> **Exercise description**:
Copy the lines below exactly as they appear, starting at the line containing "Provide one point per instance of the dog eye" and ending at the line containing "[(249, 84), (195, 86)]", including both of those lines.

Records:
________________________________________
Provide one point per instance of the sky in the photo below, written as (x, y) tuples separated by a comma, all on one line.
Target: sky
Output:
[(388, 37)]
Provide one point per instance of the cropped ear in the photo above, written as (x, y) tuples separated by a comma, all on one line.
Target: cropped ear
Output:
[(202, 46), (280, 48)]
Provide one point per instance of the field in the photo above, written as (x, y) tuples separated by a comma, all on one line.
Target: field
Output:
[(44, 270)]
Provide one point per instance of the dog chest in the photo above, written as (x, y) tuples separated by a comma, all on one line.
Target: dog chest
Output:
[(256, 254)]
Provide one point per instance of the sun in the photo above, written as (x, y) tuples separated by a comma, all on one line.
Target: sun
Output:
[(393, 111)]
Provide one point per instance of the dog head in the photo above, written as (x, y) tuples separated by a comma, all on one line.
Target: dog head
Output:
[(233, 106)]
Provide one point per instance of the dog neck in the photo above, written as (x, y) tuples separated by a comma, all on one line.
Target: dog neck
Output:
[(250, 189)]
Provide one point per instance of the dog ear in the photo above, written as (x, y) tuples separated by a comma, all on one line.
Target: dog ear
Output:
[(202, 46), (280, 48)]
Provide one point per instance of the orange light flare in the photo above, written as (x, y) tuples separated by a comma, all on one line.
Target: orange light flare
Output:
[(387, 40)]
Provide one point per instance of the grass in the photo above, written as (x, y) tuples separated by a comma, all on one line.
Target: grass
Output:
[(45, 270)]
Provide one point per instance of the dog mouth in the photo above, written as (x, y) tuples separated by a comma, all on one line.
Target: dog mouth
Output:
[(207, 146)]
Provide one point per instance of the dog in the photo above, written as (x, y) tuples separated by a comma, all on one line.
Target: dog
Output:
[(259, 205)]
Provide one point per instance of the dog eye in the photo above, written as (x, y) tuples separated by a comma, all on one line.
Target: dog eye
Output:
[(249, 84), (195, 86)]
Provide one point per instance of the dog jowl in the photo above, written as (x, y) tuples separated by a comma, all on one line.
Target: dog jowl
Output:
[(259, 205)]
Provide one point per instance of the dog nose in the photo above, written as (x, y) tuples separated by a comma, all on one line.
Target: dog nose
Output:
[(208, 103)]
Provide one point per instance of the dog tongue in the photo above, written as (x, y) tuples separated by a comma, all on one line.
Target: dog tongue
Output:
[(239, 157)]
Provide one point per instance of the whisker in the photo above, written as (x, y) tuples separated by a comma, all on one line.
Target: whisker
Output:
________________________________________
> **Written answer**:
Provide one point per instance of the dog eye in the photo above, written as (x, y) tuples separated by a comma, all on one line.
Target: dog eye
Output:
[(249, 84), (195, 86)]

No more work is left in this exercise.